▶ [Supplied records]:

● ● ●

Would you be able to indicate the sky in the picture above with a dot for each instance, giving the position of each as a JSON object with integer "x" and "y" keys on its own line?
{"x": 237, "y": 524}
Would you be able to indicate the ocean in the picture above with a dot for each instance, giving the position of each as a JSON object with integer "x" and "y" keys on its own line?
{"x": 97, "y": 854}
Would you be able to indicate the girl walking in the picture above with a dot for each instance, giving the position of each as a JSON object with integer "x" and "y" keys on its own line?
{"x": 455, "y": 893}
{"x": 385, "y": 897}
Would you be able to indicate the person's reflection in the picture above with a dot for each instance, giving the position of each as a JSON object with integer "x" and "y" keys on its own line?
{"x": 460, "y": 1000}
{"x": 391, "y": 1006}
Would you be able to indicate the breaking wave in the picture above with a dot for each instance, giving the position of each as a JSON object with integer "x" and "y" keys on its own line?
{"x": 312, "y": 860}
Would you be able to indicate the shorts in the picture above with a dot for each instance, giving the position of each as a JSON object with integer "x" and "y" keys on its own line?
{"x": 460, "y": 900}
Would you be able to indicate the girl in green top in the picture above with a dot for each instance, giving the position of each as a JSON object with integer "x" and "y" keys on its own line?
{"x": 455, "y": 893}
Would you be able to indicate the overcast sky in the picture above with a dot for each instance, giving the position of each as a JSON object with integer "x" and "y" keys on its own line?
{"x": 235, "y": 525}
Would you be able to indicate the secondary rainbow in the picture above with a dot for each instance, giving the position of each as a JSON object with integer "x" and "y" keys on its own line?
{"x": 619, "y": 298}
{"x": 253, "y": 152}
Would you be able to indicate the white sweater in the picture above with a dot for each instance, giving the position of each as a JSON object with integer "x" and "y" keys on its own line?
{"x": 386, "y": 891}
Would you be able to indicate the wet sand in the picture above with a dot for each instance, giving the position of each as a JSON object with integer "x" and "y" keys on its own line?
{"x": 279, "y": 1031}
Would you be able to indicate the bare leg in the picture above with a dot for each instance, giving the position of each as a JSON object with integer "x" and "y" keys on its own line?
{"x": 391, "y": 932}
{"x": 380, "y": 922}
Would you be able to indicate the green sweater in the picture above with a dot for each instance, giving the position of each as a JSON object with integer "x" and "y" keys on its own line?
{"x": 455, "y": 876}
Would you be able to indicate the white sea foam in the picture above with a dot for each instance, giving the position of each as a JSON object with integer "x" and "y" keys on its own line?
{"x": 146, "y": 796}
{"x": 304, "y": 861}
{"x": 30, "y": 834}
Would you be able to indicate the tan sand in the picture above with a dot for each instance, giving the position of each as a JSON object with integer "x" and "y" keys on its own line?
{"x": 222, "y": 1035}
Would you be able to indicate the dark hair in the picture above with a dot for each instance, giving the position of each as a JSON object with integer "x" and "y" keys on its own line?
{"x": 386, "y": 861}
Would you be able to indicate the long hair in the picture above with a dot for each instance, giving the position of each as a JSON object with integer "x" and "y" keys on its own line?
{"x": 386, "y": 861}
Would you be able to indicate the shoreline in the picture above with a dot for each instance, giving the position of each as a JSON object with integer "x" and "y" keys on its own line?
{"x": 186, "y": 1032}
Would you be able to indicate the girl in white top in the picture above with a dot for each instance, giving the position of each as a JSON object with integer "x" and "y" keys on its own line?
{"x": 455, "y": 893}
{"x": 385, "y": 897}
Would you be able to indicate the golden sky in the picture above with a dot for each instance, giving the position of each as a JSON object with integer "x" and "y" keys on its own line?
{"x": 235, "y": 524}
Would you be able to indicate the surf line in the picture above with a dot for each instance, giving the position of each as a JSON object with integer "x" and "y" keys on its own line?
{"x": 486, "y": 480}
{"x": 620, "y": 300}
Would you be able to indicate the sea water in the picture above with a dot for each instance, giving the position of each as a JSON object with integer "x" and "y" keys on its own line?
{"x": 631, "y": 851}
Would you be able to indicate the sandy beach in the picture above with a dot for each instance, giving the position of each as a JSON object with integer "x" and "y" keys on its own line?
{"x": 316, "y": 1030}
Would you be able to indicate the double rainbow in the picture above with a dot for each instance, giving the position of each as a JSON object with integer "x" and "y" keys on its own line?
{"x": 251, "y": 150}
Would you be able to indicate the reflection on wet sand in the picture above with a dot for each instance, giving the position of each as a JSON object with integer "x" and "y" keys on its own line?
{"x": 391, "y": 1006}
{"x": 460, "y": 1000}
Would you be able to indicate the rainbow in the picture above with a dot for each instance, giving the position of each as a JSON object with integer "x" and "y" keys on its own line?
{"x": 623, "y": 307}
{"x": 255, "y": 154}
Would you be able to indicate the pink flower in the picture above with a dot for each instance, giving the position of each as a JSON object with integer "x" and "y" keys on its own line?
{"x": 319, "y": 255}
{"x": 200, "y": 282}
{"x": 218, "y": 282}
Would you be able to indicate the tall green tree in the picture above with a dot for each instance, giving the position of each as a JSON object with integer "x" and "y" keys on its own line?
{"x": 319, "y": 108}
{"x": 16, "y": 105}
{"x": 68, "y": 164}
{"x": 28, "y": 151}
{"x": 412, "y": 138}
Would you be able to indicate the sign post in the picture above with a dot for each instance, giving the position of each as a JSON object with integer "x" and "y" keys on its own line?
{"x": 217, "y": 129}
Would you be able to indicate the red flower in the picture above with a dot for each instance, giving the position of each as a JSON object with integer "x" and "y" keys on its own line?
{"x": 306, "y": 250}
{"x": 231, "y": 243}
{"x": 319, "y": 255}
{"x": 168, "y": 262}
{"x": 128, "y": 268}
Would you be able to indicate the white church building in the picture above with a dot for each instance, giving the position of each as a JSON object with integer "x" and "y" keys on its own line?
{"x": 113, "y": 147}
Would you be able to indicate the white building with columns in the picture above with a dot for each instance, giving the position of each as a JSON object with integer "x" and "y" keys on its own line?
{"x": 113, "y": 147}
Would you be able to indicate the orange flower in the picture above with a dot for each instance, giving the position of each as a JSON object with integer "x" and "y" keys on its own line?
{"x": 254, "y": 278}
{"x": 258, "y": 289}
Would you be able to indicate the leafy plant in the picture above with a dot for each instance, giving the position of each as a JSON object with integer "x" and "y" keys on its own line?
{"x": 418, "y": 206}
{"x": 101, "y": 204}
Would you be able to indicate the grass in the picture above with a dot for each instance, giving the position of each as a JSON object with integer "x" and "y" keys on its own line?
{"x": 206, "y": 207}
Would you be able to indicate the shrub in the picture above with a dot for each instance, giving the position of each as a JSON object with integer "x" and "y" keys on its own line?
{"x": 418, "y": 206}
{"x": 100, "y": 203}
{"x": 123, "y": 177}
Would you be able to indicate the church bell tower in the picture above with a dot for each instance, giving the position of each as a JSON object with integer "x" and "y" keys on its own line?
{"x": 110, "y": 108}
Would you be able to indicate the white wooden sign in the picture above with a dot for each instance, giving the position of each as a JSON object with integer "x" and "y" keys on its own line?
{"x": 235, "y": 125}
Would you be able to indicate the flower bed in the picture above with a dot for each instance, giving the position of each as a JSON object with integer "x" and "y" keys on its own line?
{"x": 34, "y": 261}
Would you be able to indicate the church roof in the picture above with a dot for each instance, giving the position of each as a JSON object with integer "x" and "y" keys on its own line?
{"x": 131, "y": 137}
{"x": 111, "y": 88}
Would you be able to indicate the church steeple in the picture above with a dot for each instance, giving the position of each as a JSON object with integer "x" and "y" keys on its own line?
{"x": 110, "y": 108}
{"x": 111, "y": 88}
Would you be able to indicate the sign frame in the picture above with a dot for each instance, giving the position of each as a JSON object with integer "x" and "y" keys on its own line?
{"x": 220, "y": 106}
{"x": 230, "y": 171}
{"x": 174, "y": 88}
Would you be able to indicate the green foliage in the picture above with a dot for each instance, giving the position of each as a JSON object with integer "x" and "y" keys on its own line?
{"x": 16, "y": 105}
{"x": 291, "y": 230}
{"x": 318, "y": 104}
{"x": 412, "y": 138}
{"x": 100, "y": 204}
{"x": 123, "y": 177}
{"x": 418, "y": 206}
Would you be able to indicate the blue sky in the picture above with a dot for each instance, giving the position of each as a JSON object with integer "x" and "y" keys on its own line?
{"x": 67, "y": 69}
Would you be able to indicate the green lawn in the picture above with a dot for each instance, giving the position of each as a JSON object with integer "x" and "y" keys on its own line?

● ● ●

Output the line that contains "Would you be able to indicate the church roof", followed by every later line in the listing, with no line omitted and none added.

▶ [Solution for this problem]:
Would you be able to indicate the church roof in the picture above with a dot for each instance, giving the position of each as a JSON object with integer "x" and "y" keys on its own line?
{"x": 131, "y": 137}
{"x": 111, "y": 88}
Would you be able to indicate the church steeple in the picture above with a dot for each instance, giving the position of each as a JSON object with integer "x" and "y" keys on its own line?
{"x": 110, "y": 108}
{"x": 111, "y": 88}
Would you be able to indicate the sign frame in the picture above with a dot for each instance, giving the position of each as a JSON object with integer "x" and "y" keys on its own line?
{"x": 220, "y": 106}
{"x": 230, "y": 171}
{"x": 174, "y": 88}
Would you be able to indicate the green foliage in the picture above with a dot for each instance, giving the position of each as a JSON object with integer "x" and "y" keys on its own line?
{"x": 16, "y": 105}
{"x": 291, "y": 230}
{"x": 318, "y": 104}
{"x": 412, "y": 138}
{"x": 100, "y": 204}
{"x": 123, "y": 177}
{"x": 418, "y": 206}
Would you be able to indicate the blue sky in the picture above with a dot for each instance, giving the position of each as a JSON object with integer "x" and "y" keys on its own line?
{"x": 67, "y": 69}
Would you be able to indicate the green lawn in the picture above with a dot for each instance, giving the position of each as a JSON object with integer "x" and "y" keys on its own line?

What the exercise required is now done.